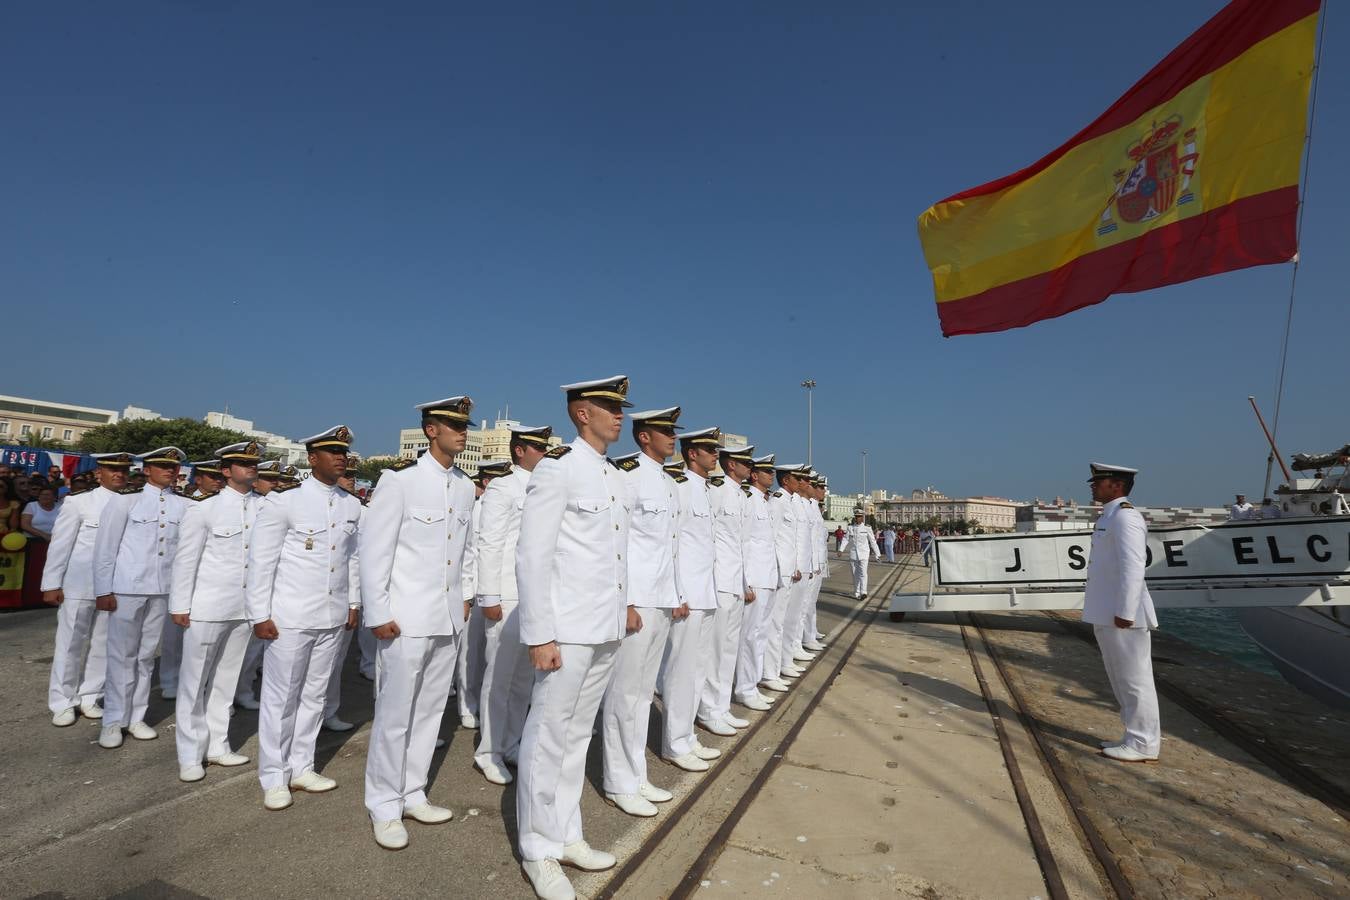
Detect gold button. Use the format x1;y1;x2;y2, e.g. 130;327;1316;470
446;560;453;566
330;545;336;550
614;525;619;531
160;523;165;528
617;554;622;560
330;567;335;572
158;551;164;556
........
▸ ACTIVITY
All of the entries above must be reproduced exactly, and no image may be included.

▸ ANSWER TO THE PROBLEM
Detect gold button. Use the format x1;y1;x2;y2, e.g. 130;327;1316;470
446;560;453;566
330;545;336;550
614;525;619;531
160;523;165;528
617;554;622;560
330;567;335;572
158;551;164;556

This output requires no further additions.